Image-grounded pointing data

════════════════

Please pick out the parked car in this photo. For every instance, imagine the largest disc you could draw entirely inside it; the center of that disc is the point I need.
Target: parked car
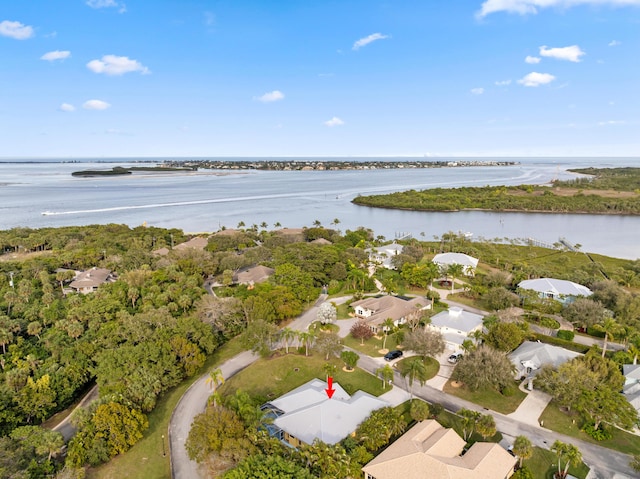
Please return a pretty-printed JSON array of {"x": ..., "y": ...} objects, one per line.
[
  {"x": 454, "y": 358},
  {"x": 391, "y": 355}
]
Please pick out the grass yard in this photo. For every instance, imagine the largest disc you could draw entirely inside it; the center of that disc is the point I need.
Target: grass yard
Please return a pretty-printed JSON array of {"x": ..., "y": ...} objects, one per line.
[
  {"x": 145, "y": 459},
  {"x": 557, "y": 420},
  {"x": 488, "y": 398},
  {"x": 371, "y": 346},
  {"x": 544, "y": 463},
  {"x": 271, "y": 378}
]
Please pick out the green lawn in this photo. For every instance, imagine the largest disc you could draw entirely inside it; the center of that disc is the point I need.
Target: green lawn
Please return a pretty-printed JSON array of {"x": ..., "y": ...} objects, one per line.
[
  {"x": 371, "y": 346},
  {"x": 145, "y": 460},
  {"x": 488, "y": 398},
  {"x": 271, "y": 378},
  {"x": 544, "y": 463},
  {"x": 557, "y": 420}
]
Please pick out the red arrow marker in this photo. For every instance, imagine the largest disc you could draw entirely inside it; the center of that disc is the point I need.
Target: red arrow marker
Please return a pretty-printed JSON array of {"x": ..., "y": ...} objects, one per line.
[{"x": 330, "y": 389}]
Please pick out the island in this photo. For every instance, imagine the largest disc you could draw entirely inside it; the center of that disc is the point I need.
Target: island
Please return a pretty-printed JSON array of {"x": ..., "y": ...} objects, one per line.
[{"x": 599, "y": 191}]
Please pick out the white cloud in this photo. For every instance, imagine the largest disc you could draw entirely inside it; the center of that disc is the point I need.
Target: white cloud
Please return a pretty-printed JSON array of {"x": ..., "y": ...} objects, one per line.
[
  {"x": 66, "y": 107},
  {"x": 524, "y": 7},
  {"x": 15, "y": 30},
  {"x": 114, "y": 65},
  {"x": 572, "y": 53},
  {"x": 275, "y": 95},
  {"x": 335, "y": 121},
  {"x": 95, "y": 105},
  {"x": 366, "y": 40},
  {"x": 122, "y": 8},
  {"x": 56, "y": 55},
  {"x": 536, "y": 79}
]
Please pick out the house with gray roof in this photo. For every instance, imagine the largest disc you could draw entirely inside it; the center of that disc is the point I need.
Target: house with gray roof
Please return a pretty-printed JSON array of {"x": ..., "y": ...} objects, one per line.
[
  {"x": 468, "y": 263},
  {"x": 456, "y": 325},
  {"x": 375, "y": 310},
  {"x": 631, "y": 388},
  {"x": 558, "y": 289},
  {"x": 384, "y": 254},
  {"x": 89, "y": 281},
  {"x": 530, "y": 356},
  {"x": 307, "y": 413},
  {"x": 430, "y": 451}
]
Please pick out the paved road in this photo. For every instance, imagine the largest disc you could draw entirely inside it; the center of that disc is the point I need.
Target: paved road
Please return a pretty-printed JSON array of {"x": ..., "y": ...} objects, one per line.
[
  {"x": 192, "y": 403},
  {"x": 605, "y": 462}
]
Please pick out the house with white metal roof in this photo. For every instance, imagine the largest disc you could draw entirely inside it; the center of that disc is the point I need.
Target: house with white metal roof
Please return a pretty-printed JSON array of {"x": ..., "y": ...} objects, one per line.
[
  {"x": 430, "y": 451},
  {"x": 307, "y": 413},
  {"x": 455, "y": 325},
  {"x": 530, "y": 356},
  {"x": 558, "y": 289},
  {"x": 444, "y": 260},
  {"x": 375, "y": 310}
]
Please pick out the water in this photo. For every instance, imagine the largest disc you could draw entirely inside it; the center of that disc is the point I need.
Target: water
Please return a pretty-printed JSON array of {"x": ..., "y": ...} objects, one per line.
[{"x": 206, "y": 201}]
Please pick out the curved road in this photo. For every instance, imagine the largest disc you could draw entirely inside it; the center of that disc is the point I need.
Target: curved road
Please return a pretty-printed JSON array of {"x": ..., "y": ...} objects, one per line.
[{"x": 605, "y": 463}]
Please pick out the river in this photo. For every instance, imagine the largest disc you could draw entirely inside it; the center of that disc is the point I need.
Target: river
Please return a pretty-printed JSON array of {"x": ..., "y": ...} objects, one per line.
[{"x": 205, "y": 201}]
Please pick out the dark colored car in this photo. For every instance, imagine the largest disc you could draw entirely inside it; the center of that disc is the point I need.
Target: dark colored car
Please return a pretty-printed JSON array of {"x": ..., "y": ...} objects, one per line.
[{"x": 391, "y": 355}]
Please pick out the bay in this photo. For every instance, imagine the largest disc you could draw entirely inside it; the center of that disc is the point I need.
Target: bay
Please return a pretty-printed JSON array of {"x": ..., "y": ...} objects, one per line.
[{"x": 208, "y": 200}]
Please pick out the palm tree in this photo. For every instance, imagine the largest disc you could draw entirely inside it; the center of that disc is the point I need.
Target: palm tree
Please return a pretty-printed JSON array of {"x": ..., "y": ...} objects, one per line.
[
  {"x": 386, "y": 374},
  {"x": 570, "y": 453},
  {"x": 387, "y": 325},
  {"x": 454, "y": 270},
  {"x": 414, "y": 369},
  {"x": 610, "y": 328},
  {"x": 214, "y": 380},
  {"x": 522, "y": 448},
  {"x": 287, "y": 335}
]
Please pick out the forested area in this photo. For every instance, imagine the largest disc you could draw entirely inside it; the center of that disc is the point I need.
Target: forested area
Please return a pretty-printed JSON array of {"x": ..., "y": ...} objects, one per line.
[
  {"x": 140, "y": 335},
  {"x": 611, "y": 191}
]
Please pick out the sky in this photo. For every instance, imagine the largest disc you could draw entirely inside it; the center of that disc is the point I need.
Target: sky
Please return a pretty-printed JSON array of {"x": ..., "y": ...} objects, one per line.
[{"x": 271, "y": 78}]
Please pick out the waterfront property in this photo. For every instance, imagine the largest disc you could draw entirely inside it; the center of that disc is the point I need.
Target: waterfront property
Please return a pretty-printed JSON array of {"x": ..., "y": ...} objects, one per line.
[
  {"x": 307, "y": 413},
  {"x": 375, "y": 310},
  {"x": 428, "y": 450},
  {"x": 558, "y": 289},
  {"x": 456, "y": 325},
  {"x": 383, "y": 255},
  {"x": 89, "y": 281},
  {"x": 468, "y": 263}
]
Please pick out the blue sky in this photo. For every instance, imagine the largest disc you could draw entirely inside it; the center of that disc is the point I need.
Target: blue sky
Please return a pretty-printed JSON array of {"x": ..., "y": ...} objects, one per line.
[{"x": 104, "y": 78}]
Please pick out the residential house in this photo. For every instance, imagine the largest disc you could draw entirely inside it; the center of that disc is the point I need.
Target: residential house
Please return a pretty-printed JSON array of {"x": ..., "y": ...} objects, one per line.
[
  {"x": 375, "y": 310},
  {"x": 444, "y": 260},
  {"x": 631, "y": 388},
  {"x": 456, "y": 325},
  {"x": 530, "y": 356},
  {"x": 430, "y": 451},
  {"x": 558, "y": 289},
  {"x": 307, "y": 413},
  {"x": 384, "y": 254},
  {"x": 253, "y": 275},
  {"x": 89, "y": 281}
]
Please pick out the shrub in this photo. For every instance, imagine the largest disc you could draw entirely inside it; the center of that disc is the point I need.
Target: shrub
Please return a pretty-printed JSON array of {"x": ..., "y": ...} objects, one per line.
[
  {"x": 600, "y": 434},
  {"x": 566, "y": 335}
]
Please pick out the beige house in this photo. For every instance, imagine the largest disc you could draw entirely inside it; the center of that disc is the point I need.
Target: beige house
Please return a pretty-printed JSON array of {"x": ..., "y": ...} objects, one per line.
[
  {"x": 430, "y": 451},
  {"x": 375, "y": 310},
  {"x": 88, "y": 281}
]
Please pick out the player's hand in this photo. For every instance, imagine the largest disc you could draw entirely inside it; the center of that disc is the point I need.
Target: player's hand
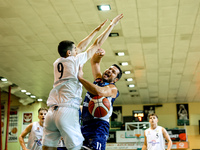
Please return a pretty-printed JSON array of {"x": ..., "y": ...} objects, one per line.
[
  {"x": 116, "y": 19},
  {"x": 80, "y": 73},
  {"x": 101, "y": 25}
]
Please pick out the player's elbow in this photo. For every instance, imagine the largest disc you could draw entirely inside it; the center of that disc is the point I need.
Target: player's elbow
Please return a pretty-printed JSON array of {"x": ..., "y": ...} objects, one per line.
[{"x": 97, "y": 43}]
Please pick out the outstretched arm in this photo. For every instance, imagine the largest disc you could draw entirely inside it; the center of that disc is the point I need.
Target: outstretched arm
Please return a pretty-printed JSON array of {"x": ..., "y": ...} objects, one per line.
[
  {"x": 101, "y": 39},
  {"x": 144, "y": 147},
  {"x": 109, "y": 90},
  {"x": 95, "y": 63},
  {"x": 84, "y": 43},
  {"x": 23, "y": 134}
]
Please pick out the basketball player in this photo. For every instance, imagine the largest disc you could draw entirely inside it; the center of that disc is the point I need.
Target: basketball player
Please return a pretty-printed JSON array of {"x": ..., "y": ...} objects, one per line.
[
  {"x": 65, "y": 98},
  {"x": 36, "y": 131},
  {"x": 154, "y": 137},
  {"x": 96, "y": 130}
]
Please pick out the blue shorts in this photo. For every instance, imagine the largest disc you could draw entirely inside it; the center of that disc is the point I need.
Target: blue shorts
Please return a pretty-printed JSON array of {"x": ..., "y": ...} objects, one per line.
[
  {"x": 96, "y": 133},
  {"x": 96, "y": 143}
]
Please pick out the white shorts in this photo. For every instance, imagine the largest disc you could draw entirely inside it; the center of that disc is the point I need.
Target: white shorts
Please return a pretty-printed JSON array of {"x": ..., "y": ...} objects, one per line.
[{"x": 63, "y": 122}]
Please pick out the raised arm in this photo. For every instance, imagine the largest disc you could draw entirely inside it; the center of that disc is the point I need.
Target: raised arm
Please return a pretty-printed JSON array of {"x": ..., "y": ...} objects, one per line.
[
  {"x": 101, "y": 39},
  {"x": 95, "y": 63},
  {"x": 167, "y": 137},
  {"x": 109, "y": 90},
  {"x": 144, "y": 147},
  {"x": 23, "y": 134},
  {"x": 84, "y": 43}
]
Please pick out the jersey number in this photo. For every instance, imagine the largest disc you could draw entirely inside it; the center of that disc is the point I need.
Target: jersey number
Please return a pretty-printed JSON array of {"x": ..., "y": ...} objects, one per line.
[{"x": 60, "y": 68}]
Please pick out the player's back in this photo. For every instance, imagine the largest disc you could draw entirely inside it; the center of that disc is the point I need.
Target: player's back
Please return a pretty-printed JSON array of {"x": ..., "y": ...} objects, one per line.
[{"x": 65, "y": 68}]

════════════════

→ **TASK STATEMENT**
Wherever the string "residential" is found in the entries, copy the line it sits in.

→ **EXERCISE OUTPUT**
Please pick out the residential house in this photo. For every instance, imagine the largest disc you could draw entirely inside it; the center of that disc is the point I need.
Target: residential house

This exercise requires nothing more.